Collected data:
• • • •

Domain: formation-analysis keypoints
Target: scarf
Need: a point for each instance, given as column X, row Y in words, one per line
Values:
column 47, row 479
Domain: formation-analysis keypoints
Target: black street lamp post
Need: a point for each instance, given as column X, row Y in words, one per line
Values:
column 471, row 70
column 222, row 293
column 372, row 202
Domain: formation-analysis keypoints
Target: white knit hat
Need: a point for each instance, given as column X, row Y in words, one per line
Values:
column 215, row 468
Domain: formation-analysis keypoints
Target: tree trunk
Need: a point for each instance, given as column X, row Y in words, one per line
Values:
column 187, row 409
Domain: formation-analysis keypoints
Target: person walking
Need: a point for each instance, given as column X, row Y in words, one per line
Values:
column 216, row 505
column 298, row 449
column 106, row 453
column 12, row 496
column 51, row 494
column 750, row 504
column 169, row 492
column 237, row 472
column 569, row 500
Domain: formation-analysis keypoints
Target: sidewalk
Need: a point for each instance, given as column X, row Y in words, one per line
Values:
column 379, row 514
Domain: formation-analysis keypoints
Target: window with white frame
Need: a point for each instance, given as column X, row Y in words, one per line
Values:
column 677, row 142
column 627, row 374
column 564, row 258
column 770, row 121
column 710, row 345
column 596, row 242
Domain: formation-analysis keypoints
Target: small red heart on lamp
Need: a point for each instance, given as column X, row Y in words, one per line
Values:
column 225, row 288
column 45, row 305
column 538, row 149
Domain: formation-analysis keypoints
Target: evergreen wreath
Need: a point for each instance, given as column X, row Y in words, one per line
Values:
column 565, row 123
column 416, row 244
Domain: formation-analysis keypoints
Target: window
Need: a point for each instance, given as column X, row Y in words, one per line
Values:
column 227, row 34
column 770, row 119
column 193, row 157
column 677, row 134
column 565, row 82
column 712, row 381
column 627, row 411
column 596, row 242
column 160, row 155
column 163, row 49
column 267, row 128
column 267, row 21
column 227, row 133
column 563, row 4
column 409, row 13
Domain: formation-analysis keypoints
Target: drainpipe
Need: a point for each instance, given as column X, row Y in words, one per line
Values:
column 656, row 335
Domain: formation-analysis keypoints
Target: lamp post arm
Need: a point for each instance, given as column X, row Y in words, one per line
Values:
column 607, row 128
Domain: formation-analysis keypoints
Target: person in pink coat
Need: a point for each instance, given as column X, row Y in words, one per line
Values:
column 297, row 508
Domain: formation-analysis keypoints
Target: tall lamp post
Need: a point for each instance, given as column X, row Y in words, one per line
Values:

• • • •

> _TASK BRIEF_
Top to bottom, transcribe every line above exactly.

> _COMPLETED EXERCISE_
Domain: formation-analysis keypoints
Target: scarf
Need: a point for each instance, given as column X, row Y in words, one per line
Values:
column 47, row 479
Domain: formation-analysis keypoints
Target: black street lamp post
Need: a point for each instance, given as column X, row Y in words, one per line
Values:
column 471, row 70
column 222, row 293
column 372, row 202
Domain: formation-analysis keypoints
Target: white knit hat
Need: a point for each instance, given as column X, row Y in words, one per line
Values:
column 215, row 468
Domain: formation-analysis keypoints
Target: tree trunk
Need: a point for each instance, given as column X, row Y in words, one per line
Values:
column 187, row 409
Domain: formation-analysis keypoints
Target: person walking
Need: a point for each instance, given as column X, row Y in words, one per line
Values:
column 216, row 505
column 298, row 449
column 106, row 453
column 12, row 496
column 51, row 494
column 750, row 504
column 169, row 492
column 237, row 472
column 569, row 500
Domain: formation-analysis keypoints
Target: sidewalk
Need: a point for each instance, given as column X, row Y in words, one per line
Values:
column 379, row 514
Domain: formation-analysis keypoints
Target: window with white frame
Need: a point for each instance, given as column X, row Y in words, one per line
Values:
column 677, row 142
column 627, row 374
column 564, row 258
column 770, row 121
column 710, row 345
column 596, row 242
Domain: formation-analysis keypoints
Target: small red heart on lamp
Need: a point for each instance, given as column X, row Y in words, one per line
Values:
column 225, row 288
column 45, row 305
column 538, row 149
Domain: formation-analysis keypoints
Target: evergreen wreath
Need: a point for each instance, given as column X, row Y in words, one per line
Values:
column 565, row 123
column 416, row 244
Domain: formation-analysis keypoints
Target: window
Need: a point for each instance, given as column X, row Y in words, one per line
Values:
column 227, row 34
column 770, row 119
column 193, row 157
column 677, row 134
column 565, row 82
column 712, row 381
column 627, row 411
column 596, row 242
column 160, row 155
column 163, row 49
column 267, row 128
column 267, row 21
column 227, row 133
column 563, row 4
column 409, row 13
Domain: formation-analysis keypoints
Target: drainpipe
Need: a point for each instance, given as column X, row Y in words, one per line
Values:
column 656, row 335
Domain: formation-analysis keypoints
Target: lamp post arm
Need: a point for each instance, given as column X, row Y in words, one per line
Values:
column 607, row 128
Domain: formation-analysis keypoints
Target: person in pink coat
Need: a point for each instance, given as column X, row Y in words, one per line
Values:
column 297, row 508
Domain: formation-analysis keypoints
Target: tall lamp post
Need: a point for each instance, given as column X, row Y in words, one per line
Values:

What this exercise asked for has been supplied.